### Set exercise
Turn the rows, from the very first line through the line containing "[646,173,747,540]", into a JSON list of strings with one string per line, leaving out any blank lines.

### Data for the task
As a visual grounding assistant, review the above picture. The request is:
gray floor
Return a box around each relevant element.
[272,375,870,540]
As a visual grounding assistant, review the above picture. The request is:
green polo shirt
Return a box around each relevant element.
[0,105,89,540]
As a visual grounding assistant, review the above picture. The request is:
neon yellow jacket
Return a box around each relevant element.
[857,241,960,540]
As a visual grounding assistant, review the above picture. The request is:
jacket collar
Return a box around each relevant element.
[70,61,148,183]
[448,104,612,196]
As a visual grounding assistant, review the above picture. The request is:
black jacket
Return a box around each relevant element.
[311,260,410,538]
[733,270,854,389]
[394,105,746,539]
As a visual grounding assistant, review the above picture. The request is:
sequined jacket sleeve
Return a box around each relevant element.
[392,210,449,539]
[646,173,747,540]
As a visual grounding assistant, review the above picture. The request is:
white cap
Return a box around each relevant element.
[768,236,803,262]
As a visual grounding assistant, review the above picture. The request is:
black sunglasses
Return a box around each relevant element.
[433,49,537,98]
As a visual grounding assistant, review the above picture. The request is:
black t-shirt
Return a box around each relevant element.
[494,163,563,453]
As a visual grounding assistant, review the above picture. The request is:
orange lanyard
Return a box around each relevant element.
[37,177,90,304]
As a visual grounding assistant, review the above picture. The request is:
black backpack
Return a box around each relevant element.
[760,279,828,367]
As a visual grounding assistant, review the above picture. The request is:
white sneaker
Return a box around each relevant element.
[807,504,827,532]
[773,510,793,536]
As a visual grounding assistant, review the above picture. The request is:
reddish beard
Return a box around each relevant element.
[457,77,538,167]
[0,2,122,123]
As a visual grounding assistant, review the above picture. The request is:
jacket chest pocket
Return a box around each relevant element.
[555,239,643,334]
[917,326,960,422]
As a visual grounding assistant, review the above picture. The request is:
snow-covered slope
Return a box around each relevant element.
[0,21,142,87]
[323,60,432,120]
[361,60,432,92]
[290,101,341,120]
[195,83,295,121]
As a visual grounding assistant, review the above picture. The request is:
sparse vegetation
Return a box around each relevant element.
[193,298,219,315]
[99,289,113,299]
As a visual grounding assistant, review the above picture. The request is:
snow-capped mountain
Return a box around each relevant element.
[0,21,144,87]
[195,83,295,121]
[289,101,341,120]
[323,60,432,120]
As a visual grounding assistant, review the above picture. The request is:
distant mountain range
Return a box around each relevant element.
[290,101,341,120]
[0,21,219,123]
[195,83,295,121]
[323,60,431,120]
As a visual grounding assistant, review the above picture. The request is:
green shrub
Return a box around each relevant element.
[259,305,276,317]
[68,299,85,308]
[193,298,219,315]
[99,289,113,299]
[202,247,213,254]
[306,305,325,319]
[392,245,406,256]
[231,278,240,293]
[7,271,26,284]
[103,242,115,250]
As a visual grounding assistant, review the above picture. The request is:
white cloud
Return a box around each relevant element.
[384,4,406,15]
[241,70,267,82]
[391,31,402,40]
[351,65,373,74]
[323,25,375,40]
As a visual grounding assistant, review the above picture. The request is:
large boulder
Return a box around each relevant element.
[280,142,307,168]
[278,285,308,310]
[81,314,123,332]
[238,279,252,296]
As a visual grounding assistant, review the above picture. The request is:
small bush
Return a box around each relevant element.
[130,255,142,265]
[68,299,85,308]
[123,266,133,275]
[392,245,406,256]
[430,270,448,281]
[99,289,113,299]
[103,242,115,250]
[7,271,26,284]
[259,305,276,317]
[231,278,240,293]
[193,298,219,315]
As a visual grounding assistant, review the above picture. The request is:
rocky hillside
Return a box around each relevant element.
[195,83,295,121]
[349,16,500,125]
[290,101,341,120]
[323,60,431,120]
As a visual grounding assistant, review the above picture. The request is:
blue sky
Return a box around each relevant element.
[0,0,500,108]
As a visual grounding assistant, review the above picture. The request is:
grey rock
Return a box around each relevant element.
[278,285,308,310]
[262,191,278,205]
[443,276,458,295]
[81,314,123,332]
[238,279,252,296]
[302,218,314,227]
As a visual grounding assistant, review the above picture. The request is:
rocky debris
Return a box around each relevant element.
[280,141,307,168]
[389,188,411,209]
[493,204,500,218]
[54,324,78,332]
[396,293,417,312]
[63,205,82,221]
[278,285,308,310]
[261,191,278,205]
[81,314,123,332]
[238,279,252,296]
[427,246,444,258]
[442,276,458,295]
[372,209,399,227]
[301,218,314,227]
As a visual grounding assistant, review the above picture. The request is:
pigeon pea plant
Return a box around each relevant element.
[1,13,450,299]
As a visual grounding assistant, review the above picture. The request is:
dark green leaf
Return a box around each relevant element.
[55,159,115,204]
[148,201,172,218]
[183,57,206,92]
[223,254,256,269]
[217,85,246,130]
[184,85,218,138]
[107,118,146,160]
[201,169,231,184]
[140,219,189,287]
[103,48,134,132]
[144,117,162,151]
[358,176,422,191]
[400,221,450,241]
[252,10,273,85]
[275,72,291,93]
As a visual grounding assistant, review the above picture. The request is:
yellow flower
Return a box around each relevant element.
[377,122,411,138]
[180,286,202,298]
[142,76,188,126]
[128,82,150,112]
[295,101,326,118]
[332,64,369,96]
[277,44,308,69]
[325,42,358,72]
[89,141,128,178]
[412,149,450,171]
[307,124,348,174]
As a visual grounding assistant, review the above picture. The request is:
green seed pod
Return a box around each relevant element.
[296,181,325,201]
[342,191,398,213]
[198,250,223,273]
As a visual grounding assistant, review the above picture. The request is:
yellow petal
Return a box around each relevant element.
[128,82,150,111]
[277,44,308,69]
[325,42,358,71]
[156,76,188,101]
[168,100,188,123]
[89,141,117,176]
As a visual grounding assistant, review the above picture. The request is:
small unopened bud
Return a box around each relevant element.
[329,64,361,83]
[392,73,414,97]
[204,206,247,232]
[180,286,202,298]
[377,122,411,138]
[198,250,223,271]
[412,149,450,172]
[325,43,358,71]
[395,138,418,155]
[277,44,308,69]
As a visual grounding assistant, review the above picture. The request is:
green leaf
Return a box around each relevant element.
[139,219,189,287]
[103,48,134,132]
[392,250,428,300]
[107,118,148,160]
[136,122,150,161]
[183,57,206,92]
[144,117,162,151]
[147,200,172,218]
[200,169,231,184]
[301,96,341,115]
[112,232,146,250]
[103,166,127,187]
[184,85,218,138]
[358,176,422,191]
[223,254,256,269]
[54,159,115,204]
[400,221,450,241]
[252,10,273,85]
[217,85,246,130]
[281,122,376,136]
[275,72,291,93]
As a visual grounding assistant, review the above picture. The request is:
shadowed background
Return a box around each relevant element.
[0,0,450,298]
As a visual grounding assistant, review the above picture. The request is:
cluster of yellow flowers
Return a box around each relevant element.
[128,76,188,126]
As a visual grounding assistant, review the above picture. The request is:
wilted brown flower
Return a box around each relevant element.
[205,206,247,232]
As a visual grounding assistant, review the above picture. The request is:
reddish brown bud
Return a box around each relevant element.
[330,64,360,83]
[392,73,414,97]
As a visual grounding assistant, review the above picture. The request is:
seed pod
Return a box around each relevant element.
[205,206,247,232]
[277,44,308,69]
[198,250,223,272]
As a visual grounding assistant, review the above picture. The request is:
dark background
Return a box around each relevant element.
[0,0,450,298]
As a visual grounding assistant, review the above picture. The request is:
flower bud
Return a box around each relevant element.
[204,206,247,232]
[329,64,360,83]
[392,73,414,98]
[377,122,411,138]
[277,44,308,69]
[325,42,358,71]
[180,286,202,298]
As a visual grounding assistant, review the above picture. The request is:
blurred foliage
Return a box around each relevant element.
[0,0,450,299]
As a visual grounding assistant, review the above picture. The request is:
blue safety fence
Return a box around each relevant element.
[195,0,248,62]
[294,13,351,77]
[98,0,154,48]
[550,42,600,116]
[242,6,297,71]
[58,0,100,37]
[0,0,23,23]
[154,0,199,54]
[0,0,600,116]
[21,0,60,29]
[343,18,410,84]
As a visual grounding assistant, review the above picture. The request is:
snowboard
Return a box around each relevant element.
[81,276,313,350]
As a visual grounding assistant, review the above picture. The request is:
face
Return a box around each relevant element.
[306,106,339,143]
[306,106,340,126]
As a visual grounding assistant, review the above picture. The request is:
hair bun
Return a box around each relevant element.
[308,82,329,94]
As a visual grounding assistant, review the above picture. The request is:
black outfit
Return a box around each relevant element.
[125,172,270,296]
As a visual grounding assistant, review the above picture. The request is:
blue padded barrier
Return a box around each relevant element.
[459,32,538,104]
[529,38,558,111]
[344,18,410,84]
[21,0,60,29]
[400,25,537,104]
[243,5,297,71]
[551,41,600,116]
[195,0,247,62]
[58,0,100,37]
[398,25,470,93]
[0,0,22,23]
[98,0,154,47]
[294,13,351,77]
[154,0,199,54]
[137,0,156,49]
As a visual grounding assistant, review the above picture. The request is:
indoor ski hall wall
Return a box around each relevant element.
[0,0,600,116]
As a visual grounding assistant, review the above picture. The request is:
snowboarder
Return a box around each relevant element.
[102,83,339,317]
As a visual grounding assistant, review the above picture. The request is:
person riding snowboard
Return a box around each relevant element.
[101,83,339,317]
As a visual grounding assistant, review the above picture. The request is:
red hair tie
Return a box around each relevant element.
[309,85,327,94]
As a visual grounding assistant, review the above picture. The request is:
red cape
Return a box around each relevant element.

### Completed task
[
  "As a visual grounding assistant, review the above picture. The request is:",
  "gray floor",
  "Return a box around each relevant element.",
  "[272,375,870,540]",
  "As a visual grounding assistant, review the above picture. The request is:",
  "green polo shirt",
  "Return a box around each relevant element.",
  "[0,105,89,540]",
  "As a visual grounding assistant, review the above picture. The request is:",
  "neon yellow jacket",
  "Return a box around each relevant element.",
  "[857,241,960,540]",
  "As a visual grounding assistant, review the above picture. The request is:",
  "jacket collar",
  "Return a box around each relevant element.",
  "[70,61,148,183]",
  "[448,104,612,196]",
  "As a visual grounding assistant, review the above picture. The request is:",
  "black jacket",
  "Return a box around each relevant element.",
  "[311,260,410,538]",
  "[733,270,854,389]",
  "[394,105,746,539]",
  "As a visual grounding assistant, review the above picture. The request is:",
  "sequined jacket sleeve",
  "Return a box around each relevant element.",
  "[392,210,449,539]",
  "[646,173,747,540]"
]